-- Begin Task input --
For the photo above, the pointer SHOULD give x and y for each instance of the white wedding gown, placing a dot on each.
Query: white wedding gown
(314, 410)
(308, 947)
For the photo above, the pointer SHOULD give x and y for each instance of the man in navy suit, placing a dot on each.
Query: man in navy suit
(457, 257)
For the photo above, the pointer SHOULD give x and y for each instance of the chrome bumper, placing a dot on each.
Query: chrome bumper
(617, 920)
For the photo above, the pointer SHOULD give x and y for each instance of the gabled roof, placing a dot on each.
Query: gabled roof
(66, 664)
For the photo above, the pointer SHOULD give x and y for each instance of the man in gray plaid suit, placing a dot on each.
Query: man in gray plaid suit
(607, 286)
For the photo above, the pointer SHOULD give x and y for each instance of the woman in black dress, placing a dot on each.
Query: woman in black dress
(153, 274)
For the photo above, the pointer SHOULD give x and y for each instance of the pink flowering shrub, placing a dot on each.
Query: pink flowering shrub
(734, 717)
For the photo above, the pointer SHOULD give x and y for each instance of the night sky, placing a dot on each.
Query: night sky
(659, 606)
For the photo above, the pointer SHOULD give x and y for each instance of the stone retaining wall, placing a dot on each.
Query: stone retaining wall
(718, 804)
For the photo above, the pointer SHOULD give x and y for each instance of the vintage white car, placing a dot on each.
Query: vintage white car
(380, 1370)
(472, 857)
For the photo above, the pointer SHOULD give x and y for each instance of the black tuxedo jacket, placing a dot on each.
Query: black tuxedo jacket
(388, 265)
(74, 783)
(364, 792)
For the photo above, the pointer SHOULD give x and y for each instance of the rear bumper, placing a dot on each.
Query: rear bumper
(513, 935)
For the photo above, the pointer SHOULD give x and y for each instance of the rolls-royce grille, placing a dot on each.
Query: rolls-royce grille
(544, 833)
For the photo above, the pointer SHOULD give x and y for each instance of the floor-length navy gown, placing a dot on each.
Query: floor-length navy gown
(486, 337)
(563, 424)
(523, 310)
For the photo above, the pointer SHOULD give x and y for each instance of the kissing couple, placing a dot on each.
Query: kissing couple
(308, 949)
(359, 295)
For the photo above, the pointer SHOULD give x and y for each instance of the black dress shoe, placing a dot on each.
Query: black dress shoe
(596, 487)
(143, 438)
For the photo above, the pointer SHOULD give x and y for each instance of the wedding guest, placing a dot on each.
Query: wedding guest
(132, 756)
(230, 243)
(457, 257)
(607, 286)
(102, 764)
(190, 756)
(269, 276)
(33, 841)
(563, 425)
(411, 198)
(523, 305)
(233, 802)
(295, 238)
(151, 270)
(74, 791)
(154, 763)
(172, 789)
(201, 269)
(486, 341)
-- End Task input --
**Aim of the exercise**.
Restate the whole listing exactly.

**Answer**.
For the photo above, the pointer SHOULD give x and y for each instance of the white wedding gown, placing a dot on each.
Query: white wedding gown
(314, 410)
(308, 947)
For the photo above, the pointer SHOULD give x and y for each instance of the man in navy suit, placing a dot on each.
Query: man in navy suit
(457, 257)
For the photo above, the pointer SHOULD give x and y for each instance of the chrome bumper, placing a dot on each.
Query: chrome bumper
(617, 920)
For the photo above, the pointer SHOULD give x and y for each instance of the gabled roof, placing a dot on each.
Query: gabled roof
(66, 664)
For the photo above, the pointer SHOULD give x and y for each instance of the man in gray plaid suit, placing a dot on each.
Query: man in gray plaid suit
(607, 286)
For the photo above, the pointer SHOULD give x and y for each instance of the woman in black dress, placing a dot on each.
Query: woman in black dress
(153, 274)
For the photo above, the pointer SHOULD give x and y for each instance of the pink flowering shrub, placing a dot on each.
Query: pink flowering shrub
(734, 717)
For the photo above, the pointer SHOULD give x and y for each instance of the night sky, placing a dot on each.
Query: night sky
(659, 606)
For the photo above, the pointer SHOULD give x and y for each instance of the stone retaining wall, placing a dot on each.
Query: stone retaining wall
(718, 804)
For the photo above, the pointer SHOULD give x and y for each instance of the vintage white car, placing a dot on each.
Query: vintage white car
(380, 1370)
(472, 857)
For the photo above, the pointer SHOULD give x and y for each instance of the black tuxedo jacket, placing a dot on each.
Query: black tuxedo jacket
(388, 265)
(74, 783)
(364, 792)
For the photo above, the pointer SHOULD give x and y for each instance of the rear bumper, placing a dot on each.
Query: rear bumper
(513, 935)
For the photo above, the pointer SHOULD give x and y for each instance of the rolls-royce grille, placing a dot on each.
Query: rolls-royce grille
(544, 833)
For the photo above, the pointer SHOULD give x and y for each instance of the floor-length navy gown, placing a dot on each.
Query: floor-length navy gown
(486, 337)
(563, 424)
(523, 310)
For the photo above, the pointer SHOULD give x and y for each instance of the kissing couple, placing a dot on each.
Query: kissing couple
(308, 949)
(359, 295)
For the photo above, the pointer SHOULD give x and y for each instance of the black dress shoe, placing a dot on each.
Query: black dress shoe
(596, 487)
(143, 438)
For the photo above, the pointer SHOULD give x and y for each instance of the wedding guest, placing a dot on each.
Query: wedding guest
(132, 756)
(230, 243)
(457, 257)
(607, 286)
(102, 764)
(190, 756)
(269, 276)
(33, 841)
(563, 425)
(411, 198)
(523, 305)
(233, 802)
(295, 238)
(151, 270)
(74, 791)
(154, 763)
(172, 789)
(201, 269)
(486, 341)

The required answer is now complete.